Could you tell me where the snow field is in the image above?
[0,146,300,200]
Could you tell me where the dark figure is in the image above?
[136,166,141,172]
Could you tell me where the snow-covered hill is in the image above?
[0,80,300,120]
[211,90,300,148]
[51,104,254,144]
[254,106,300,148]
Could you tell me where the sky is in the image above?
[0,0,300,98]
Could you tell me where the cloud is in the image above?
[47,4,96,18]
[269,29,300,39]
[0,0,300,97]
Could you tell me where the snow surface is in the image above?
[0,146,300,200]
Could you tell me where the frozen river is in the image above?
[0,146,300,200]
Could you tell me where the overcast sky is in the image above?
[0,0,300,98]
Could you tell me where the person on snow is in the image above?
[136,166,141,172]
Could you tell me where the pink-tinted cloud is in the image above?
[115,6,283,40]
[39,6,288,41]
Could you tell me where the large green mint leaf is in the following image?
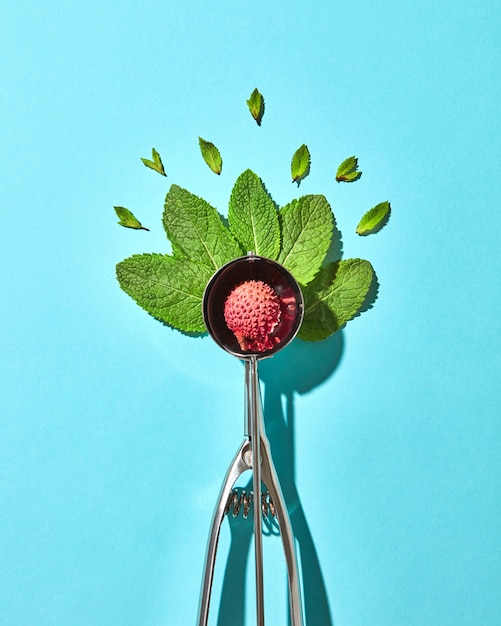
[162,185,242,271]
[228,170,280,259]
[356,201,391,235]
[117,254,212,332]
[298,259,374,341]
[278,195,334,285]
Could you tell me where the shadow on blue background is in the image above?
[213,332,343,626]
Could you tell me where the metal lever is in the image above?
[197,357,303,626]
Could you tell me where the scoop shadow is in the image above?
[217,331,344,626]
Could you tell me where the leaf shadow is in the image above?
[217,331,344,626]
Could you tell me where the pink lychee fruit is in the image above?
[224,280,280,352]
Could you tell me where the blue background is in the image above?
[0,0,501,626]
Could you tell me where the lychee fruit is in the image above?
[224,280,281,352]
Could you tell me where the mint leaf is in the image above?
[113,206,150,230]
[247,88,264,126]
[117,254,212,332]
[228,170,280,259]
[278,195,334,285]
[141,148,167,176]
[336,156,362,183]
[162,180,242,272]
[356,201,391,235]
[198,137,223,175]
[298,259,374,341]
[291,144,311,187]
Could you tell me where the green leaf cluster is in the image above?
[117,170,374,341]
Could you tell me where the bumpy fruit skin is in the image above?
[224,280,281,352]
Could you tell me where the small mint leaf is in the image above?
[198,137,223,175]
[278,195,334,285]
[298,259,375,341]
[228,170,280,259]
[336,156,362,183]
[141,148,167,176]
[291,144,311,187]
[113,206,150,230]
[117,254,212,332]
[247,88,264,126]
[162,180,242,272]
[356,201,391,235]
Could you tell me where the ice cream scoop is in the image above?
[224,280,281,352]
[202,252,304,360]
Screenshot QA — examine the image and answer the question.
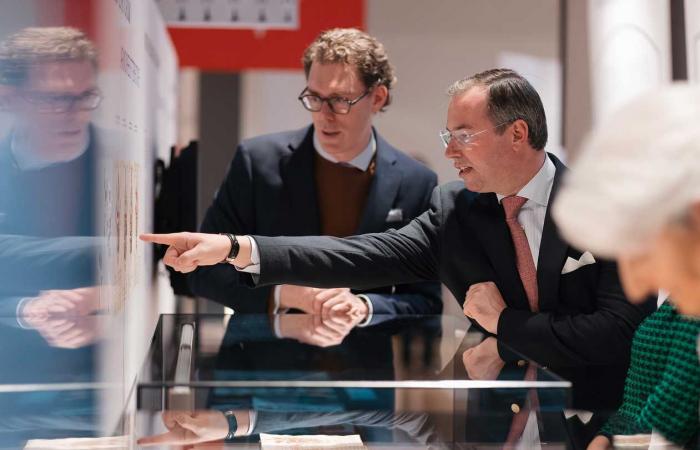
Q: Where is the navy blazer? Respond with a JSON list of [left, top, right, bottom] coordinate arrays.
[[248, 155, 653, 367], [188, 126, 442, 315]]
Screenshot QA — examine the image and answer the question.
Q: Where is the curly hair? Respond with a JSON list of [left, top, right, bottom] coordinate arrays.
[[0, 27, 97, 86], [302, 28, 396, 111]]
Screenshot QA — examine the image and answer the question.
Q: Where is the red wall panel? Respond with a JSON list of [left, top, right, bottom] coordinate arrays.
[[169, 0, 365, 71]]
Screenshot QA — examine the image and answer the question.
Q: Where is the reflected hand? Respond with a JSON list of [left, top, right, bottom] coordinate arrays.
[[278, 314, 360, 347], [586, 436, 613, 450], [462, 337, 505, 380], [464, 281, 506, 334], [20, 286, 100, 321], [280, 284, 369, 323], [33, 316, 101, 349], [139, 232, 231, 273], [137, 410, 230, 447], [20, 286, 100, 348]]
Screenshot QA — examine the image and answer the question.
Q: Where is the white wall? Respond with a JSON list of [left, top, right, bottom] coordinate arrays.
[[588, 0, 676, 125], [685, 0, 700, 84]]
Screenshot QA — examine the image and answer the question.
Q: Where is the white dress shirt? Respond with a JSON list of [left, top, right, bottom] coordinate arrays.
[[496, 155, 557, 268]]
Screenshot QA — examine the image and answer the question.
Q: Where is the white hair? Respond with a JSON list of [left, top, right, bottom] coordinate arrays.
[[553, 84, 700, 257]]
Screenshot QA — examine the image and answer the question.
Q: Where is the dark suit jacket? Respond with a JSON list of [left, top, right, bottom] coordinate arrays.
[[248, 155, 651, 367], [189, 126, 442, 315]]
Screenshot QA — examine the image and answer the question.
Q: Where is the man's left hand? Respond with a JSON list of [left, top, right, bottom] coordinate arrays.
[[462, 337, 505, 380], [464, 281, 506, 334]]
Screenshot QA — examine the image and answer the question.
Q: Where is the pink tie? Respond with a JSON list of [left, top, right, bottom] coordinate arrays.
[[501, 195, 539, 311]]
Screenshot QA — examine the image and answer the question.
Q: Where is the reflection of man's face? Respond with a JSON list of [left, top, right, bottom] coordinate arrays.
[[12, 61, 97, 162]]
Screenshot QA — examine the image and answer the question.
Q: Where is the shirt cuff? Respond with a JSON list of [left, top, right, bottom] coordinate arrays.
[[234, 236, 260, 275], [15, 297, 33, 330], [272, 314, 282, 339], [246, 409, 258, 436], [357, 294, 374, 328]]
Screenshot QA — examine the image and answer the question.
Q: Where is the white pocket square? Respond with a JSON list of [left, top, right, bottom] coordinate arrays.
[[386, 208, 403, 222], [561, 252, 596, 275]]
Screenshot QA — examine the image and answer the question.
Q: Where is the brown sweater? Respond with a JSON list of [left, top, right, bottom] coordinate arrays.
[[314, 153, 375, 237]]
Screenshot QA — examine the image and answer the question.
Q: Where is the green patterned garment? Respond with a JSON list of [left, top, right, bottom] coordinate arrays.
[[600, 302, 700, 445]]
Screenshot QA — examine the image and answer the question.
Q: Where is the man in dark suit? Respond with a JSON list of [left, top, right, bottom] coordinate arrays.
[[143, 69, 649, 371], [189, 29, 442, 322]]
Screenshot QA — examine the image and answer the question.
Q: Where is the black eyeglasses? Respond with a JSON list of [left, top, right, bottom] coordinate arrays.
[[299, 88, 371, 114], [21, 90, 102, 113]]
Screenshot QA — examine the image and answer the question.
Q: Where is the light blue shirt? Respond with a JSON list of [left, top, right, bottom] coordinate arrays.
[[496, 155, 557, 268]]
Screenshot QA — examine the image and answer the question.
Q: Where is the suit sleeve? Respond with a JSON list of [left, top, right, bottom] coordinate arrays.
[[188, 145, 272, 313], [498, 261, 655, 367], [247, 187, 442, 289], [365, 172, 442, 316]]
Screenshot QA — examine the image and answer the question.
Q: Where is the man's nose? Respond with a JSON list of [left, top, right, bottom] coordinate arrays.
[[320, 102, 335, 119]]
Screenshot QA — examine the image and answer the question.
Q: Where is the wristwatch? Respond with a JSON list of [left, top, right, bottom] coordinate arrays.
[[219, 233, 241, 264], [224, 411, 238, 441]]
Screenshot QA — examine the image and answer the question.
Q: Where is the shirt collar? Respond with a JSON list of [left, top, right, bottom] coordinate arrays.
[[314, 131, 377, 172], [496, 155, 557, 206]]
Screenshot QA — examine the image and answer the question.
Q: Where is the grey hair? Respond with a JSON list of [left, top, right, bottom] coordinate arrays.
[[0, 27, 97, 86], [447, 69, 547, 150], [553, 84, 700, 257]]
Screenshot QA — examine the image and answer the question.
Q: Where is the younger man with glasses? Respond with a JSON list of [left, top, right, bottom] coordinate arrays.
[[0, 27, 102, 348], [190, 29, 442, 326]]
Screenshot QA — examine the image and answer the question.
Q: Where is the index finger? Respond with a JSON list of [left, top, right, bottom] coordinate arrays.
[[139, 233, 184, 245]]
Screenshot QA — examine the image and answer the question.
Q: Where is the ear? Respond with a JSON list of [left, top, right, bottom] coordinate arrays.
[[370, 84, 389, 113], [511, 119, 530, 148], [688, 200, 700, 235]]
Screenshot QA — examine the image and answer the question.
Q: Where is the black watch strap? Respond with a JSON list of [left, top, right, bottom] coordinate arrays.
[[221, 233, 241, 263]]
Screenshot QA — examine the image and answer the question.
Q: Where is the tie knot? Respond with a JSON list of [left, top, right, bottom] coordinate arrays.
[[501, 195, 527, 220]]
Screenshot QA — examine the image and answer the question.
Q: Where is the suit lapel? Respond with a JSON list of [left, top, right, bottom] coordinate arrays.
[[467, 193, 530, 310], [280, 127, 321, 235], [537, 155, 569, 311], [357, 130, 401, 234]]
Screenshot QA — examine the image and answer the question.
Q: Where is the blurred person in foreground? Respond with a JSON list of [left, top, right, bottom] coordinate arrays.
[[554, 85, 700, 449]]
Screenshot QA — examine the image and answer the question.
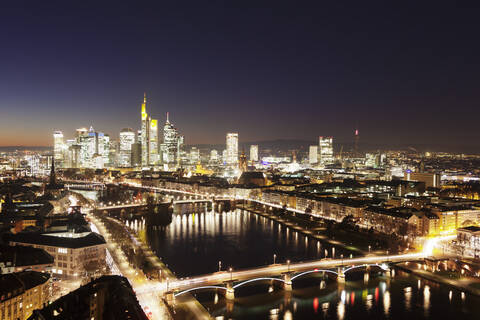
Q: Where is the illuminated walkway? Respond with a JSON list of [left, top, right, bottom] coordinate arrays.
[[135, 253, 425, 292]]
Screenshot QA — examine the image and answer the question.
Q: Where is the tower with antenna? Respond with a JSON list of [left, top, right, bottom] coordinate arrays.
[[354, 128, 360, 157]]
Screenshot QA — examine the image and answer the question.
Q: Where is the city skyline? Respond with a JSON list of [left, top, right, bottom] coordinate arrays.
[[0, 3, 480, 149]]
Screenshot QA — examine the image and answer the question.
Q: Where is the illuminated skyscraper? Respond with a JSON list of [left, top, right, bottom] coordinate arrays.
[[53, 131, 65, 167], [210, 149, 218, 163], [319, 137, 333, 164], [189, 147, 200, 164], [140, 93, 150, 166], [354, 129, 360, 157], [161, 112, 184, 167], [308, 146, 318, 165], [148, 119, 160, 165], [226, 133, 238, 166], [118, 128, 135, 167], [250, 144, 258, 162]]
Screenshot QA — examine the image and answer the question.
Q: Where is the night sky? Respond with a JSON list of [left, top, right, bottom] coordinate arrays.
[[0, 1, 480, 149]]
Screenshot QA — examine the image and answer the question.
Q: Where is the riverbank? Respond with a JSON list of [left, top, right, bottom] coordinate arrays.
[[237, 204, 376, 255], [131, 224, 212, 320], [395, 263, 480, 296]]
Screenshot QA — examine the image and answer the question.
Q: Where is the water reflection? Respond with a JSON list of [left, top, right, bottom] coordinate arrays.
[[147, 206, 350, 277], [423, 285, 430, 317]]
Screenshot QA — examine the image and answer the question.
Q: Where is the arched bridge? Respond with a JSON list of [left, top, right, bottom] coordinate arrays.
[[137, 253, 424, 298]]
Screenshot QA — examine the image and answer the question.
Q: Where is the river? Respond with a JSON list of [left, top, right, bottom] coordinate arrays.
[[143, 205, 480, 320]]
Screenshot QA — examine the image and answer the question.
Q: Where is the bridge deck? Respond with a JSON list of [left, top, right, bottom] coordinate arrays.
[[137, 253, 424, 291]]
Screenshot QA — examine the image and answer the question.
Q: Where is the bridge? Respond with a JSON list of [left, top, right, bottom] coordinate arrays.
[[139, 253, 425, 300]]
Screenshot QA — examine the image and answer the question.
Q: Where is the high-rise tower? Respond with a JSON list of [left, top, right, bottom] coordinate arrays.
[[318, 137, 333, 164], [141, 93, 150, 166], [53, 131, 65, 166], [227, 133, 238, 166]]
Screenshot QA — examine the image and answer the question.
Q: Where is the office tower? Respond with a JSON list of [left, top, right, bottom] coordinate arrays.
[[238, 149, 248, 172], [250, 144, 258, 162], [148, 119, 159, 165], [354, 129, 360, 157], [132, 142, 142, 167], [118, 128, 135, 167], [308, 146, 318, 165], [95, 132, 110, 166], [140, 93, 150, 166], [222, 149, 227, 164], [53, 131, 65, 167], [68, 144, 81, 168], [319, 137, 333, 164], [189, 147, 200, 164], [76, 128, 88, 168], [210, 149, 218, 162], [227, 133, 238, 166], [161, 112, 184, 166]]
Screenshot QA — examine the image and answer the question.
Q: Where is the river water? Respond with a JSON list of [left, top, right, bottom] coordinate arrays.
[[143, 205, 480, 320]]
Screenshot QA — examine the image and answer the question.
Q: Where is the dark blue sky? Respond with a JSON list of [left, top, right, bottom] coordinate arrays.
[[0, 1, 480, 146]]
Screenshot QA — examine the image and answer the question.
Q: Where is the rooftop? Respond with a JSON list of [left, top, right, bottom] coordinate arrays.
[[7, 232, 106, 249]]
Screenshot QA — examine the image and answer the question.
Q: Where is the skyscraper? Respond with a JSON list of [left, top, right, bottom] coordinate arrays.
[[250, 144, 258, 162], [308, 146, 318, 165], [161, 112, 184, 167], [319, 137, 333, 164], [140, 93, 150, 166], [354, 129, 360, 157], [53, 131, 65, 167], [118, 128, 135, 167], [226, 133, 238, 167], [210, 149, 218, 163], [148, 119, 160, 165]]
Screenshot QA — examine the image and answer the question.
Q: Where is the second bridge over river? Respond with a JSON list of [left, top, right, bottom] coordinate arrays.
[[137, 253, 425, 300]]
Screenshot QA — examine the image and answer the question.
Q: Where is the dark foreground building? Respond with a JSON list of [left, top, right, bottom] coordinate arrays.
[[28, 276, 148, 320]]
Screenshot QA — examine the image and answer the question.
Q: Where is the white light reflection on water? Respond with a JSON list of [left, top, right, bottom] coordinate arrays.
[[403, 287, 412, 311], [337, 301, 345, 320], [383, 291, 391, 316], [283, 310, 293, 320], [365, 294, 373, 311], [423, 285, 430, 317]]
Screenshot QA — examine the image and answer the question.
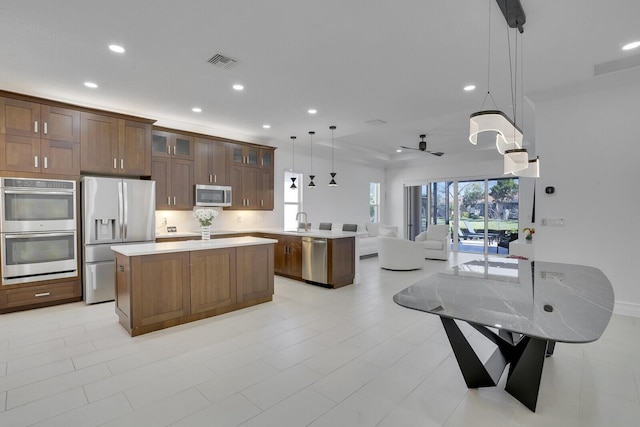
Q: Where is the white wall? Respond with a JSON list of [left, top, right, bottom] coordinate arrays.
[[387, 76, 640, 317], [156, 147, 386, 231], [535, 76, 640, 317]]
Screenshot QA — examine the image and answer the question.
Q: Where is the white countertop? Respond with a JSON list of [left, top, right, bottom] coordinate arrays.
[[111, 237, 278, 256], [156, 228, 362, 239]]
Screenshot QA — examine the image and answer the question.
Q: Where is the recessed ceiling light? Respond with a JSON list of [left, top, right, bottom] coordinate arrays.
[[109, 44, 124, 53], [622, 42, 640, 50]]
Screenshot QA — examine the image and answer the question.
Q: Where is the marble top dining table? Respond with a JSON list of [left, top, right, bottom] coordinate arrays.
[[393, 257, 614, 411], [393, 258, 614, 343]]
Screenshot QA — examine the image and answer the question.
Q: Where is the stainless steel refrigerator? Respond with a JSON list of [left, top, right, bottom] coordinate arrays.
[[82, 176, 156, 304]]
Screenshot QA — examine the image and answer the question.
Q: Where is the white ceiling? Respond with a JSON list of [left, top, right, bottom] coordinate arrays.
[[0, 0, 640, 166]]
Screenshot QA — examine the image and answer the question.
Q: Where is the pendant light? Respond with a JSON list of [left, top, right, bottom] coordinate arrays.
[[308, 130, 316, 188], [469, 0, 522, 154], [289, 136, 298, 190], [329, 126, 338, 187]]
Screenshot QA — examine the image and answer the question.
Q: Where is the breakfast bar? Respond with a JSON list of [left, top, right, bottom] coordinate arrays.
[[111, 236, 277, 336]]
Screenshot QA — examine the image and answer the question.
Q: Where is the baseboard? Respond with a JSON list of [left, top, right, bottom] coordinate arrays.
[[613, 301, 640, 317]]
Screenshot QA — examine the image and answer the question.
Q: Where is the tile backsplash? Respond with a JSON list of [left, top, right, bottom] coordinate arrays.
[[156, 208, 277, 233]]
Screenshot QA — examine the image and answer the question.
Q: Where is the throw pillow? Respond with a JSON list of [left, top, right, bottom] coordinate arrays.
[[378, 227, 398, 237], [416, 231, 427, 242], [367, 222, 380, 237]]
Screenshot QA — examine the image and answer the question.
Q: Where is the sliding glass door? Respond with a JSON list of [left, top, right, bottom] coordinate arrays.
[[407, 178, 518, 254]]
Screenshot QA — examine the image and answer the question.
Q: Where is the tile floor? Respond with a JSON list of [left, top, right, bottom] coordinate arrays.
[[0, 254, 640, 427]]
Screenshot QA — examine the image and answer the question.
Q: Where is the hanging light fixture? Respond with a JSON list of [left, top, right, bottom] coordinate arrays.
[[289, 136, 298, 190], [511, 157, 540, 178], [469, 0, 524, 157], [329, 126, 338, 187], [308, 130, 316, 188], [504, 148, 529, 175]]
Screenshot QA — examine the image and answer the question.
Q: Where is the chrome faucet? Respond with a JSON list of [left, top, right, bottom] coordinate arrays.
[[296, 211, 309, 231]]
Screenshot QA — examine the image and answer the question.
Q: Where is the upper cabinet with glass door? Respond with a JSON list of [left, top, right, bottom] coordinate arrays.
[[151, 129, 193, 160], [259, 148, 274, 169]]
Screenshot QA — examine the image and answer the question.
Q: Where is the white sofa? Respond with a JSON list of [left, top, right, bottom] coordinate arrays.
[[375, 236, 424, 270], [358, 222, 398, 258], [416, 224, 451, 260]]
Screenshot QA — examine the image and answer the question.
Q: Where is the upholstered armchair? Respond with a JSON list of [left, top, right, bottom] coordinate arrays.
[[376, 235, 424, 270], [416, 224, 451, 260]]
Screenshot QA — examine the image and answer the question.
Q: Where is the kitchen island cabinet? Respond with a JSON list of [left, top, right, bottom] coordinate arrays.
[[112, 237, 275, 336]]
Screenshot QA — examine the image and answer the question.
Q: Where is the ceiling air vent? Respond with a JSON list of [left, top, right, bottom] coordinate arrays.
[[207, 53, 238, 68]]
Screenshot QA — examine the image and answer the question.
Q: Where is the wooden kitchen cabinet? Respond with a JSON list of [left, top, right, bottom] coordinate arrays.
[[191, 248, 237, 314], [236, 245, 274, 303], [0, 98, 80, 175], [327, 237, 356, 288], [229, 144, 260, 167], [0, 279, 82, 313], [114, 239, 273, 336], [129, 252, 191, 328], [80, 112, 151, 176], [269, 235, 302, 280], [258, 169, 274, 210], [0, 97, 80, 143], [0, 134, 80, 175], [194, 138, 229, 185], [151, 129, 194, 161], [151, 156, 193, 210], [230, 165, 261, 209], [225, 145, 274, 210]]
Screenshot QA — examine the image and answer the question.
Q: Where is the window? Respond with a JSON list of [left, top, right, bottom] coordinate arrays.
[[369, 182, 380, 222], [284, 171, 303, 230]]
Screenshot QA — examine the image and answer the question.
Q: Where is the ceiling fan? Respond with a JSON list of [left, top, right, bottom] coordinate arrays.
[[400, 135, 444, 157]]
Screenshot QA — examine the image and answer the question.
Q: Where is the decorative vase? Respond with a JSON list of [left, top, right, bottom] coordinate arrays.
[[200, 225, 211, 240]]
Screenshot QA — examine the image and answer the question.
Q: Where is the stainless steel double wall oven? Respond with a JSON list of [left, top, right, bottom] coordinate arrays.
[[0, 178, 78, 285]]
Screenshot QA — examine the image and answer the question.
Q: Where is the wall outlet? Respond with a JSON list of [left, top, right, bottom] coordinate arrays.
[[540, 217, 565, 227]]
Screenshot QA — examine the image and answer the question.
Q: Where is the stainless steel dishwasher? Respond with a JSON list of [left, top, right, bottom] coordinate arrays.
[[302, 237, 329, 284]]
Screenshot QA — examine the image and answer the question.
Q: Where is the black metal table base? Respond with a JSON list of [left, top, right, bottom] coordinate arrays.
[[440, 317, 555, 412]]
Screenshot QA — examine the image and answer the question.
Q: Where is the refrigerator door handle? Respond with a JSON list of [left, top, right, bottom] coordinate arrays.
[[122, 181, 129, 240], [118, 181, 124, 239]]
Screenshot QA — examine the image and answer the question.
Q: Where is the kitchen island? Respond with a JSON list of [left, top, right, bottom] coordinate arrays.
[[111, 237, 277, 336], [156, 228, 360, 288]]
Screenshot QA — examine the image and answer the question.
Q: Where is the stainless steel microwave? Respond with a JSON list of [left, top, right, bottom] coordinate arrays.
[[194, 184, 231, 206]]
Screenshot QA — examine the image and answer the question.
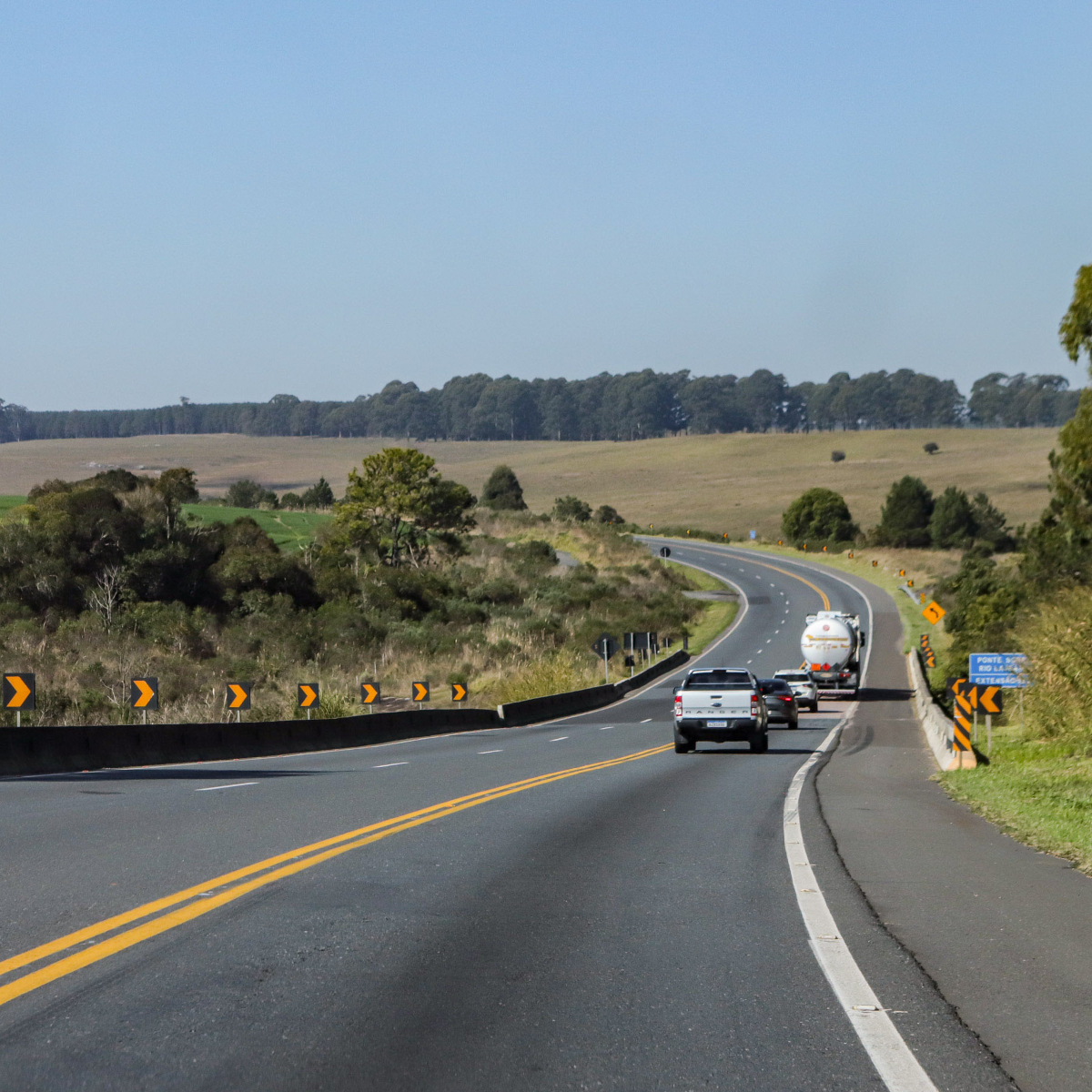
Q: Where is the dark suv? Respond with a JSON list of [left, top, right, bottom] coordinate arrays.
[[758, 679, 799, 728]]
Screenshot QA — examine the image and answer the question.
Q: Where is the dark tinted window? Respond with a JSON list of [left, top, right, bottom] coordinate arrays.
[[759, 679, 793, 693], [682, 671, 752, 690]]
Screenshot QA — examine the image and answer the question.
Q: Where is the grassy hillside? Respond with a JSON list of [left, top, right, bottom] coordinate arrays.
[[182, 504, 332, 552], [0, 428, 1057, 537]]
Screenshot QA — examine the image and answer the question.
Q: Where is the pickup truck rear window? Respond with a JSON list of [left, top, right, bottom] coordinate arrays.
[[682, 672, 752, 690]]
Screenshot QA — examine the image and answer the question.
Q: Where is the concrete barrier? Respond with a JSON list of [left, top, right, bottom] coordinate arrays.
[[907, 650, 977, 770], [0, 652, 689, 776], [0, 709, 501, 776]]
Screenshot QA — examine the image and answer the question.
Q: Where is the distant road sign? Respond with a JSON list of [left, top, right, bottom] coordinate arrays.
[[967, 652, 1031, 690], [922, 600, 948, 626], [228, 682, 255, 709], [129, 676, 159, 711], [4, 672, 35, 713]]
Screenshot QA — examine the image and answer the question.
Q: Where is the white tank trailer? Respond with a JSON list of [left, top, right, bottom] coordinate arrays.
[[801, 611, 864, 692]]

******************************

Rewrite the rows that begin with the line containing "Could you tell me where the pink-tinted" and end with the line containing "[197,357,303,626]", changing "Could you tell me where" to "Please show where" and keeping everything else the same. Leave out the picture.

Please show where the pink-tinted cloud is in the image above?
[115,6,283,40]
[39,6,288,41]
Please show where the large green mint leaf is in the following image?
[162,185,242,271]
[228,170,280,259]
[356,201,391,235]
[117,254,212,332]
[298,259,374,341]
[278,195,334,285]
Please show where the shadow on blue background is in the image above?
[213,332,343,626]
Please show where the metal lever is in the image above?
[197,357,303,626]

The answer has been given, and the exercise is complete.